■ MATERIAL SUPPLIED:
* begin *

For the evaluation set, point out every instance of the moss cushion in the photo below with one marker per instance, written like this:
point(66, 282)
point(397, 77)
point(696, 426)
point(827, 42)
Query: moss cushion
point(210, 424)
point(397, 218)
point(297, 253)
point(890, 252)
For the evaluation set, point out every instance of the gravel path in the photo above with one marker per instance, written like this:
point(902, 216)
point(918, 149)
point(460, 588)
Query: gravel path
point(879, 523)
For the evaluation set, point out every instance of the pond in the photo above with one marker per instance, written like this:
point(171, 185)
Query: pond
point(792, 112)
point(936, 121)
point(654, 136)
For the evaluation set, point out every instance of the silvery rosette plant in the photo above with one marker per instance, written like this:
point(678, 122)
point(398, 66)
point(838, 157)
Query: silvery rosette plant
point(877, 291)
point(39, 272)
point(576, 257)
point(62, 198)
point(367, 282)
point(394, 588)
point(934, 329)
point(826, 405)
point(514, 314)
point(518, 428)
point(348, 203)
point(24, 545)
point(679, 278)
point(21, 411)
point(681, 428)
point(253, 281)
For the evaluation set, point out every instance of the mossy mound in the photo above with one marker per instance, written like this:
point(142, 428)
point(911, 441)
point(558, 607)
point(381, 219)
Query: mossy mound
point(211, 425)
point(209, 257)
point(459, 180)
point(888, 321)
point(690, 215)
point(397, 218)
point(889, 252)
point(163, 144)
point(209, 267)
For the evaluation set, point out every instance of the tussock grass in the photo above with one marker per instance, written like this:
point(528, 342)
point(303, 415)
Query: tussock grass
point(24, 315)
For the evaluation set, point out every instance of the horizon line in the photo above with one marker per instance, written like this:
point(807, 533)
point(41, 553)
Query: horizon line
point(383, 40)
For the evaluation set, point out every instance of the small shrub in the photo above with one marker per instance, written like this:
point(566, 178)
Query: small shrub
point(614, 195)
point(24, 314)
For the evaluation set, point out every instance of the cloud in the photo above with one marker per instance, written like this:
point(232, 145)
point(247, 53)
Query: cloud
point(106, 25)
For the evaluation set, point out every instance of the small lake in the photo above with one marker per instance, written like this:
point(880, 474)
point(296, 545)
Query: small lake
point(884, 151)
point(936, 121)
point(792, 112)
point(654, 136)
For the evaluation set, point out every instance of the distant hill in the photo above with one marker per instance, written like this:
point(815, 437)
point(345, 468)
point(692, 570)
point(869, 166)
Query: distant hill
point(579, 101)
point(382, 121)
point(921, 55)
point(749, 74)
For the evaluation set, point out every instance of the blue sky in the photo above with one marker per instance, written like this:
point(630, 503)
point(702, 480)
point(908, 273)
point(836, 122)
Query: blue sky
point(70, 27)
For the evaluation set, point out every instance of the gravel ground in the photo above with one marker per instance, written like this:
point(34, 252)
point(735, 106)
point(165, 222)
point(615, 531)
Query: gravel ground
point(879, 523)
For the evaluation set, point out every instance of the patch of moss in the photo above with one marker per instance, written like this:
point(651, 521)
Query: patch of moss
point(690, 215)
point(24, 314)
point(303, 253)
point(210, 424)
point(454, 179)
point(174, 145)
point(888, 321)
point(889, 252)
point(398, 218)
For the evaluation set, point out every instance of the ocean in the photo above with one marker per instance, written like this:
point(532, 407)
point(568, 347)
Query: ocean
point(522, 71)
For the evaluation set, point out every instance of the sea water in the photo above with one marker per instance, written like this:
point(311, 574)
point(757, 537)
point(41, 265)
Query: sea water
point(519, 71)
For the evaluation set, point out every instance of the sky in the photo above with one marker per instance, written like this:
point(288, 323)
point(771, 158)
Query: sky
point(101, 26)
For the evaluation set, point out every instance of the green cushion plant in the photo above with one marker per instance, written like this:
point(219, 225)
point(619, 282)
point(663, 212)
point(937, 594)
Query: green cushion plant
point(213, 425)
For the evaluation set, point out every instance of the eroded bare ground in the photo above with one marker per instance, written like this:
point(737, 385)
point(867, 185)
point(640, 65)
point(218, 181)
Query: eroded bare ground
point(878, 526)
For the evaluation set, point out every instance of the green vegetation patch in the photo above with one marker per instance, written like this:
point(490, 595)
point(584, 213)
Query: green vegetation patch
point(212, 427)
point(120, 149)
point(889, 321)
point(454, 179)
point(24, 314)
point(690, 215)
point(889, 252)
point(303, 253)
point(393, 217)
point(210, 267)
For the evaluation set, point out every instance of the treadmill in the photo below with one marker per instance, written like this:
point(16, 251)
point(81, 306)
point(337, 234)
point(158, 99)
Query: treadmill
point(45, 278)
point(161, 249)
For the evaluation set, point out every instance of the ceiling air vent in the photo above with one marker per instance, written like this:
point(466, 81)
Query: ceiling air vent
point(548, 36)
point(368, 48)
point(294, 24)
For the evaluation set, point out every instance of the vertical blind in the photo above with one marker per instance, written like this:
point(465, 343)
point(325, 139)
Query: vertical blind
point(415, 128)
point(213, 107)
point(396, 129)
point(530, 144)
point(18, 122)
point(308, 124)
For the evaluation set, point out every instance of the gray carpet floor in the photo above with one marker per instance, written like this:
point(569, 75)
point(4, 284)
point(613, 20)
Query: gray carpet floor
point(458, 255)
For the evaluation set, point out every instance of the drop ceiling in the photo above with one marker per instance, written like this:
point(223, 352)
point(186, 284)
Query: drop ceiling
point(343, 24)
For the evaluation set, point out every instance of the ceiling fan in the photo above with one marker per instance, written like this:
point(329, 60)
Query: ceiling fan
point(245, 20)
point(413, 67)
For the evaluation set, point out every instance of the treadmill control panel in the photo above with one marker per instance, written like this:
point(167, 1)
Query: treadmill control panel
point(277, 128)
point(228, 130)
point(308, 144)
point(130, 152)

* end *

■ OBJECTIVE:
Can you write out all the records above again, switching "evaluation set" to "test set" everywhere it occurs and leaving everything else unchanged?

■ RESULT OF THE TASK:
For the test set, point out every instance of the moss cushion in the photo below with one marker per instance, written like this:
point(66, 282)
point(397, 77)
point(696, 426)
point(827, 42)
Query: moss cushion
point(210, 424)
point(397, 218)
point(297, 253)
point(890, 252)
For the test set, point out every instance of the gravel path in the photo above with one marker per instance, written like this:
point(902, 216)
point(918, 149)
point(460, 588)
Query: gravel path
point(879, 523)
For the test set, point out every instance of the pond in the photo above with one marker per instance, written like this:
point(171, 185)
Query: pond
point(792, 112)
point(936, 121)
point(654, 136)
For the test set, point out every instance of the silvery rosette plant in the photo above with one marker per instance, written like this:
point(678, 122)
point(398, 66)
point(838, 157)
Query: silvery rosette plant
point(877, 291)
point(39, 272)
point(576, 257)
point(62, 198)
point(367, 282)
point(394, 588)
point(934, 329)
point(826, 405)
point(514, 314)
point(518, 428)
point(348, 203)
point(24, 545)
point(679, 278)
point(21, 411)
point(681, 428)
point(253, 281)
For the test set, point out every instance of the mossy mound in the photo above with one marker per instance, written like this:
point(142, 428)
point(911, 441)
point(558, 607)
point(381, 219)
Query: mossy mound
point(211, 425)
point(209, 257)
point(459, 180)
point(888, 321)
point(690, 215)
point(397, 218)
point(889, 252)
point(163, 144)
point(209, 267)
For the test set, point out every instance of the tussock grass in the photo above with one marker per instance, written like this:
point(528, 342)
point(303, 415)
Query: tussock grass
point(24, 315)
For the test set, point out every instance of the horizon line in the photo above with one marker per instance, written like this:
point(807, 533)
point(41, 553)
Query: horizon line
point(383, 40)
For the test set, point out every instance of the small shrub in the photo above with one marker per instance, written like this:
point(566, 178)
Query: small shrub
point(614, 195)
point(24, 314)
For the test set, point out every instance of the cloud in the photo above with one marker per instance, written like this:
point(232, 145)
point(247, 53)
Query: cloud
point(106, 25)
For the test set, point out every instance of the small lake in the photo above with one marker per instance, written like this:
point(880, 474)
point(296, 545)
Query: small lake
point(884, 151)
point(936, 121)
point(792, 112)
point(654, 136)
For the test set, point out every instance of the distant hill in the photo above with one marker per instance, written like this:
point(815, 437)
point(345, 468)
point(692, 570)
point(869, 166)
Query: distant hill
point(579, 101)
point(382, 121)
point(921, 55)
point(749, 74)
For the test set, point out every instance of the blue sky in the photo above with one marker per instance, written like this:
point(630, 503)
point(702, 480)
point(908, 273)
point(836, 122)
Query: blue sky
point(70, 27)
For the test set, point out every instance of the gravel ground in the photo above with one marker per instance, written like this:
point(34, 252)
point(735, 106)
point(165, 222)
point(615, 531)
Query: gravel ground
point(879, 523)
For the test set, point out every instance of the patch of moss in the photo above with one marker per instance, written like this:
point(651, 521)
Query: patch of moss
point(690, 215)
point(24, 314)
point(303, 253)
point(210, 424)
point(454, 179)
point(174, 145)
point(888, 321)
point(889, 252)
point(398, 218)
For the test set, point out every instance of the ocean in the photo above with one marker per instance, written like this:
point(532, 407)
point(568, 347)
Query: ocean
point(522, 71)
For the test set, point out every instance of the sea water in the photo above with one marker per instance, written like this:
point(311, 574)
point(757, 537)
point(41, 265)
Query: sea water
point(519, 71)
For the test set, point out every instance of the sky in the photo above with one marker per instance, written like this:
point(288, 323)
point(771, 158)
Query: sky
point(101, 26)
For the test set, point out every instance of the green cushion plant in the photo above with one marker per instance, written like this:
point(219, 225)
point(619, 282)
point(663, 212)
point(937, 594)
Query: green cushion plant
point(213, 425)
For the test set, point out every instance of the eroded bare ground in the photo above with one marker per instance, written like this:
point(737, 385)
point(867, 185)
point(640, 65)
point(218, 181)
Query: eroded bare ground
point(878, 526)
For the test set, point out every instance of the green vegetation patch in the photo above with one marker per instance, written like this:
point(490, 595)
point(584, 213)
Query: green vegetation patch
point(212, 427)
point(120, 149)
point(889, 321)
point(454, 179)
point(24, 314)
point(690, 215)
point(889, 252)
point(303, 253)
point(393, 217)
point(210, 267)
For the test set, point out every instance of the treadmill in the photo below with one marker per instance, written like this:
point(16, 251)
point(81, 306)
point(337, 234)
point(158, 99)
Query: treadmill
point(45, 278)
point(161, 249)
For the test set, point out every instance of the ceiling air vent in the photo above with one marker per instance, written like this:
point(466, 81)
Query: ceiling air vent
point(548, 36)
point(368, 48)
point(294, 24)
For the test set, point out every instance of the vertical blind in the photo above with one marker per instance, written like this:
point(465, 343)
point(325, 139)
Query: vertical blind
point(415, 128)
point(213, 107)
point(396, 129)
point(530, 144)
point(18, 122)
point(308, 124)
For the test set, point out every instance of the gray carpet floor in the photo above with one marker per instance, written like this:
point(569, 75)
point(4, 284)
point(613, 20)
Query: gray carpet floor
point(458, 255)
For the test set, point out every instance of the drop ceiling in the photo above with one marker per instance, written like this:
point(223, 352)
point(186, 284)
Query: drop ceiling
point(343, 24)
For the test set, point out every instance of the ceiling fan in the photo above with one marker per instance, written like this:
point(329, 60)
Query: ceiling fan
point(245, 20)
point(413, 67)
For the test set, point out every instance of the treadmill control panel in the photo above with one marker per instance, written like this:
point(167, 1)
Query: treadmill control panel
point(277, 128)
point(228, 130)
point(308, 144)
point(130, 152)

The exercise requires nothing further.